| Tarefa 1 |
No relato da viagem à caverna, em parceria com quem foram feitos os trabalhos de mapeamento?
| Tarefa 2 |
Prossiga com o relato da viagem à caverna a partir do ponto em que ele termina.

| Documento |
☆ ☆ ☆ ☆ ☆

"E impelido pela minha ávida vontade, imaginando poder contemplar a grande abundância de formas várias e estranhas criadas pela artificiosa natureza, enredado pelos sombrios rochedos cheguei à entrada de uma grande caverna, diante da qual permaneci tão estupefato quanto ignorante dessas coisas. Com as costas curvadas em arco, a mão cansada e firme sobre o joelho, procurei, com a mão direita, fazer sombra aos olhos comprimidos, curvando-me cá e lá, para ver se conseguia discernir alguma coisa lá dentro, o que me era impedido pela grande escuridão ali reinante. Assim permanecendo, subitamente brotaram em mim duas coisas: medo e desejo; medo da ameaçadora e escura caverna, desejo de poder contemplar lá dentro algo que me fosse miraculoso"

Leonardo Da Vinci

quarta-feira, 18 de março de 2009

Passagem submersa, abelhas, falta de oxigênio...

Texto Daniel Menin - Mapa Leda Zogbi

No final de semana de 07 e 08/03 realizamos como combinado mais uma viagem ao RN para continuar os trabalhos de mapeamento em parceria com o CECAV.

Estávamos muito entusiasmados com as descobertas da última viagem e com a suposta ampla continuidade ainda inexplorada. Já fui me preparando psicologicamente durante toda a semana. Arrumei minha mochila com equipamentos, alimentos e iluminação extra pensando em uma incursão mais longa dentro da caverna.

☆ ☆ ☆ ☆ ☆

| Linhas |

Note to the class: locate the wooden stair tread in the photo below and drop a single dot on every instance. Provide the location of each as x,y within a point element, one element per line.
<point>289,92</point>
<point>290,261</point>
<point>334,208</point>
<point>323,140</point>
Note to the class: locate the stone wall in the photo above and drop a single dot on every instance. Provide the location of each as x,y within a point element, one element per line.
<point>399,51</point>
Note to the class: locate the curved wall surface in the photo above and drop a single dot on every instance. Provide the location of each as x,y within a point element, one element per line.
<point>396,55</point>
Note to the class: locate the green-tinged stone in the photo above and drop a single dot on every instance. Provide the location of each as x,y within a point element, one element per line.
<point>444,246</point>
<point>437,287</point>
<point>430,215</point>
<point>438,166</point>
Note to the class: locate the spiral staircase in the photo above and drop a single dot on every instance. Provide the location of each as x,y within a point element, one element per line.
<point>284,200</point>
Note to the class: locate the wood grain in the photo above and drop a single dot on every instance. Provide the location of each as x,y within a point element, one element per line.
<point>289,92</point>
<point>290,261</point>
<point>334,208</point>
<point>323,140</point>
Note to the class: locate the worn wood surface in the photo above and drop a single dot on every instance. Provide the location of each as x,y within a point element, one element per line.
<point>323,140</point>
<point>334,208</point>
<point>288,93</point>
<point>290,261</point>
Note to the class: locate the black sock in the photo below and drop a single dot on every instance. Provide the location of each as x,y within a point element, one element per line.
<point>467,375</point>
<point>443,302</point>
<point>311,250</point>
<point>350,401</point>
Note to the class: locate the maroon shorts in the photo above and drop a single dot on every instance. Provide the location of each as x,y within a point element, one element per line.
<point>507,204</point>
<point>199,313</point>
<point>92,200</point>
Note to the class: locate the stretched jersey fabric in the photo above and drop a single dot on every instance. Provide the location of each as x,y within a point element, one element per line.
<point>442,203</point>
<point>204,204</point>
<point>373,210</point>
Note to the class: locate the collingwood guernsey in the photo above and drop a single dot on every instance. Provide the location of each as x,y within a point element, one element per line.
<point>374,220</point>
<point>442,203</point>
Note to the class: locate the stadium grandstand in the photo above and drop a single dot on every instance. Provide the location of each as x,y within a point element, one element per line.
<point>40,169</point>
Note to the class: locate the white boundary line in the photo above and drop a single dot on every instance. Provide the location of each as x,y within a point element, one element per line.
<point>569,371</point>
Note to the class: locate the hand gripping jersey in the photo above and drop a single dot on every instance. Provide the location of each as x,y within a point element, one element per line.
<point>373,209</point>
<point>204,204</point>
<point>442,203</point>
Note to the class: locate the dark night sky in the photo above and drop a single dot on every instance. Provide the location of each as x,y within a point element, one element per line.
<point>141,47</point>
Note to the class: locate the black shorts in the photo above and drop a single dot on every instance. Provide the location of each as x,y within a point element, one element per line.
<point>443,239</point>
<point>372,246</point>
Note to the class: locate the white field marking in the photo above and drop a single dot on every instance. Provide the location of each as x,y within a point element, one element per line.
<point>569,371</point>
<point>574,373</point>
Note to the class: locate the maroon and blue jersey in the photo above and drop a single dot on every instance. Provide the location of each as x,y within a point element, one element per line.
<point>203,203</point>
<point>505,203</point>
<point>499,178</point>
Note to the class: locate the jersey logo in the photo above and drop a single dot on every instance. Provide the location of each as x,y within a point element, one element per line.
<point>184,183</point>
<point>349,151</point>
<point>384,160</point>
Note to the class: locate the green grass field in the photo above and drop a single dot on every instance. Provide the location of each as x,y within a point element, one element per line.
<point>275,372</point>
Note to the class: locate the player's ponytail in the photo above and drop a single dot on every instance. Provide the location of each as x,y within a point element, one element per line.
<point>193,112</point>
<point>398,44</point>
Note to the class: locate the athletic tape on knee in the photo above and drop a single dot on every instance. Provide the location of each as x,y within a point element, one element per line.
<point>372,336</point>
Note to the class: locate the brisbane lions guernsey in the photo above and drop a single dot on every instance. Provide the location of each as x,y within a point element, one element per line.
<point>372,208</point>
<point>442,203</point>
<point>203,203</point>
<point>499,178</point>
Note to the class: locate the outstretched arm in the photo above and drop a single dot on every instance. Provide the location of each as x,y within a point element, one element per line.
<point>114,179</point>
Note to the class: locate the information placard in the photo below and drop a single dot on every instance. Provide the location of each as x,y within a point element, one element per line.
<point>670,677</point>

☆ ☆ ☆ ☆ ☆

| Resposta 1 |
Com o CECAV.

| Resposta 2 |
No Sábado acordamos cedo e rumamos diretamente para entrada da caverna. Tudo indicava que seria uma grande exploração. Devido à umas abelhas na entrada do abismo decidimos usar os mesmos pontos de ancoragem como das outras vezes ao invés de batermos spits em outro ponto conforme planejado. A entrada da caverna é daquelas bem chatinhas. Literalmente um buraco no chão, passagem estreita sem nenhum apoio aos pés. O ponto de fixação da corda baixo faz com que o espeleólogo fique em posições difíceis ao entrar na cavidade. Se entrar já é chato muito mais irritante é sair. Pendurado a uma altura de cerca de 20m o espeleólogo tem que se espremer enquanto eleva-se na corda e projeta seu corpo para fora da caverna.

Tivemos que descer em silêncio pois o barulho das abelhas indicava forte atividade bem pertinho da entrada. A surpresa maior foi quando nos penduramos na corda, já na parte de dentro da caverna e demos de cara com elas construindo uma colméia, logo nos primeiros metros da descida. Neste momento, suspenso a 20m do fundo e após ter passado a sofrível entrada o caminho para baixo, apesar de mais longo, é claramente o mais rápido e seguro em caso de qualquer urgência…

Descemos rapidamente seguimos direto para o sifão da caverna. A esperança era de que ele, apesar das chuvas de alguns dias anteriores, estivesse seco o suficiente para possibilitar nossa passagem. Doce ilusão, o sifão estava cheio e a passagem submersa.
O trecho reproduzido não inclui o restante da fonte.